§ **Direction**: Pull out every line in the data below that contains the string "bowl", and copy those lines unchanged.

Object location entries for images:

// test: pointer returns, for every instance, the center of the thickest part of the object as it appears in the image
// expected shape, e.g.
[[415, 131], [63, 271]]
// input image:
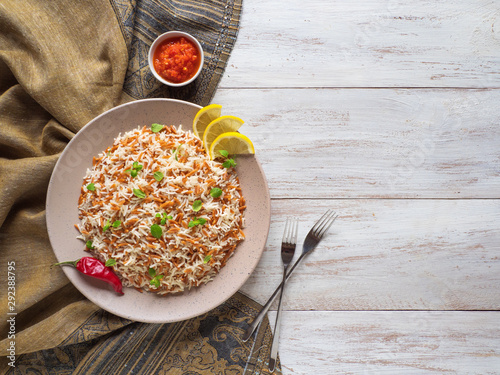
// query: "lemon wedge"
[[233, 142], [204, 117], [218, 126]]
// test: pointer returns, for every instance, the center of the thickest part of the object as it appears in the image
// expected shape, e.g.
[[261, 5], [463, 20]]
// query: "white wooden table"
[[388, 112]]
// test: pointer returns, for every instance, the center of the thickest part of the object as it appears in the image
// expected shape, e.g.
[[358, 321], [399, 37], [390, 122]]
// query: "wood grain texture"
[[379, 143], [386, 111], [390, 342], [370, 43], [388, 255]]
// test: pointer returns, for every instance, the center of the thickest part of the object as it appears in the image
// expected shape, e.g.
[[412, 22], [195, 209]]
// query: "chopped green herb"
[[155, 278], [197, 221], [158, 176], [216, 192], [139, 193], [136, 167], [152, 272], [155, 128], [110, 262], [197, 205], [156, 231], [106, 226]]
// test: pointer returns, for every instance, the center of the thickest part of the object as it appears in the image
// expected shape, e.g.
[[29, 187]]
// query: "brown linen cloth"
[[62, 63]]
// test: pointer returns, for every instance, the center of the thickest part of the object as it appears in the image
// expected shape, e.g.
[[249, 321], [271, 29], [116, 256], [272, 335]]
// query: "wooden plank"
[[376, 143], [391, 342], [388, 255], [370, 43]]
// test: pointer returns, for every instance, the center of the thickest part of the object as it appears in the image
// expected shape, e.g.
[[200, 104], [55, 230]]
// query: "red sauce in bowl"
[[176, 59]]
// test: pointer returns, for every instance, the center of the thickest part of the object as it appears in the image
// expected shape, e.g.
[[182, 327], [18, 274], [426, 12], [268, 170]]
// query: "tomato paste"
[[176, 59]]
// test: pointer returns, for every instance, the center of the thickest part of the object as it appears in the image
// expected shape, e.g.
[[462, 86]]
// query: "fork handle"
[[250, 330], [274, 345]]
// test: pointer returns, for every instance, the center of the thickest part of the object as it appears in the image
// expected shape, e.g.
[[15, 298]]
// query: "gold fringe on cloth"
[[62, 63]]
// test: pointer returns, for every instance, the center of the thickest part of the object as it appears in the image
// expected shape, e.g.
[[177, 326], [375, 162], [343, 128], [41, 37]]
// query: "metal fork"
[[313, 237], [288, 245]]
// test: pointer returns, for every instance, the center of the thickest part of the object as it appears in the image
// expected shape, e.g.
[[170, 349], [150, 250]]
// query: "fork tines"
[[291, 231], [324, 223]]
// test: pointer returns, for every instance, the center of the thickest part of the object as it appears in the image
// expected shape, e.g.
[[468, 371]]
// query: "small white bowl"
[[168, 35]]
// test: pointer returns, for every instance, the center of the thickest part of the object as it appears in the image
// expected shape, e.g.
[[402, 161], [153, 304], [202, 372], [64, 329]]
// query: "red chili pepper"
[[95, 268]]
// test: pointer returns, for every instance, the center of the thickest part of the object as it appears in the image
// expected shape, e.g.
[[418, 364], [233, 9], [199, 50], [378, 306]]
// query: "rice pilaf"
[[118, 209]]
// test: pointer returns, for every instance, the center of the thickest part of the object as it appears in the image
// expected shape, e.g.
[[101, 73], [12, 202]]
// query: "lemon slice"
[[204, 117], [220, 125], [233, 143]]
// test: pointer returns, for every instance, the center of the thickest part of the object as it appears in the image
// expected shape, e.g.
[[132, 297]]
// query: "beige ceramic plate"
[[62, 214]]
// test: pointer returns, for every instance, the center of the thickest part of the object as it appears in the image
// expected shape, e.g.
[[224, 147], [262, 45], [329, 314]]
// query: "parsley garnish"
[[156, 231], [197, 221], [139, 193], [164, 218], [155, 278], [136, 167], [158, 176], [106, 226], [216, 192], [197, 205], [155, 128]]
* * *
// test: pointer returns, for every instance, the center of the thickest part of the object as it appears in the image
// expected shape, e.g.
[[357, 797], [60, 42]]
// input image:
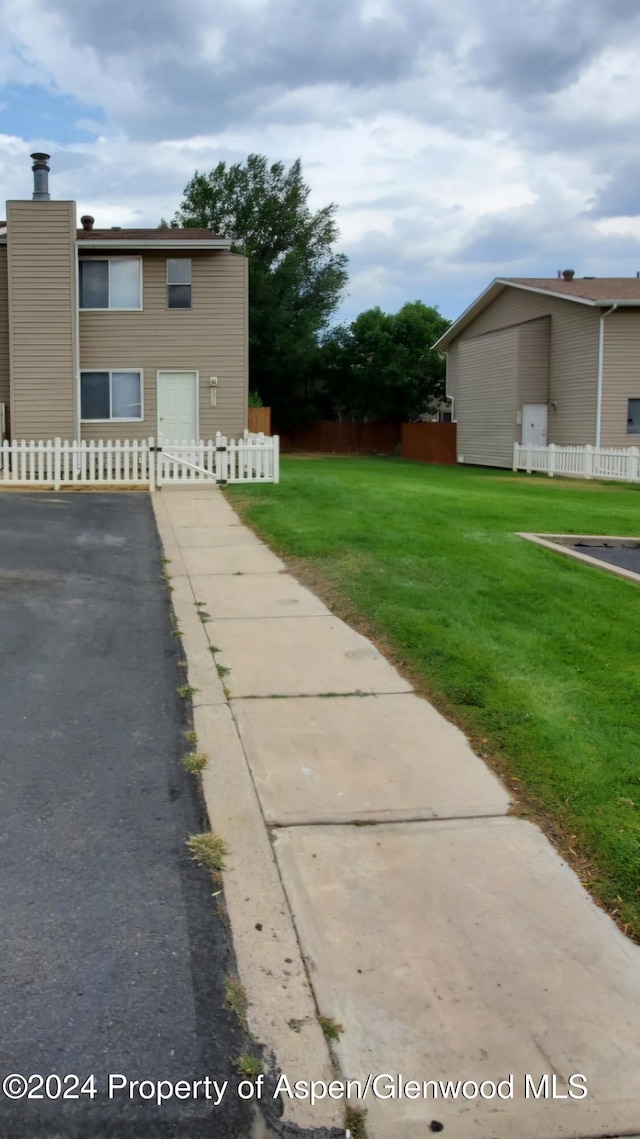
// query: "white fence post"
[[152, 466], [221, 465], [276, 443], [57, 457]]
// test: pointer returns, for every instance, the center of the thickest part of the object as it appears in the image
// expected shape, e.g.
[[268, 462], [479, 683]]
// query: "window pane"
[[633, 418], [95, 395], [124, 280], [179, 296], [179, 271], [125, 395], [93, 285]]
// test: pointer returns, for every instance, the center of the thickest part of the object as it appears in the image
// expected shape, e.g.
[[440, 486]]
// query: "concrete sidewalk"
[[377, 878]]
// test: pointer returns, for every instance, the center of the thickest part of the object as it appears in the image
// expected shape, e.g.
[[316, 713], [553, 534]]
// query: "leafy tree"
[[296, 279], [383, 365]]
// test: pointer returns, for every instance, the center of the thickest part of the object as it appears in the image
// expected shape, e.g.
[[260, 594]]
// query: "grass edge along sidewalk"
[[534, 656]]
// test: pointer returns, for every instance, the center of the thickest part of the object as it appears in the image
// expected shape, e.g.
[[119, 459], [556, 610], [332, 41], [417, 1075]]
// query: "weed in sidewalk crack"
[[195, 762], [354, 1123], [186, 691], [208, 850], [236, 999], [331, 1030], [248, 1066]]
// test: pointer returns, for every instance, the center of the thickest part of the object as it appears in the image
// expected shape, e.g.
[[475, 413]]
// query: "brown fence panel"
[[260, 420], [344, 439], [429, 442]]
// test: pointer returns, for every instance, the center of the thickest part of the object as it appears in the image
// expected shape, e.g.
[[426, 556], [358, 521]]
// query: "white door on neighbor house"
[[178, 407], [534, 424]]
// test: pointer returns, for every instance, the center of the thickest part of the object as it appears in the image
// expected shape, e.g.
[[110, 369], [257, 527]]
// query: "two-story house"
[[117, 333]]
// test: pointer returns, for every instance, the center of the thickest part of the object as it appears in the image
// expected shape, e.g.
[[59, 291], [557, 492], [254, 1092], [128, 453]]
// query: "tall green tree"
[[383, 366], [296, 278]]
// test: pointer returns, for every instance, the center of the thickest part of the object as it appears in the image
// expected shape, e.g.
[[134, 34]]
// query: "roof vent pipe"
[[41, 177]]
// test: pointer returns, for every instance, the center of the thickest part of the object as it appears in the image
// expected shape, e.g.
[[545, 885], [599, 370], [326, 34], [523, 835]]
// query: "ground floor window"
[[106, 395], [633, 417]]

§ **Full solution**:
// query: "red sauce in bowl"
// query: "small white bowl"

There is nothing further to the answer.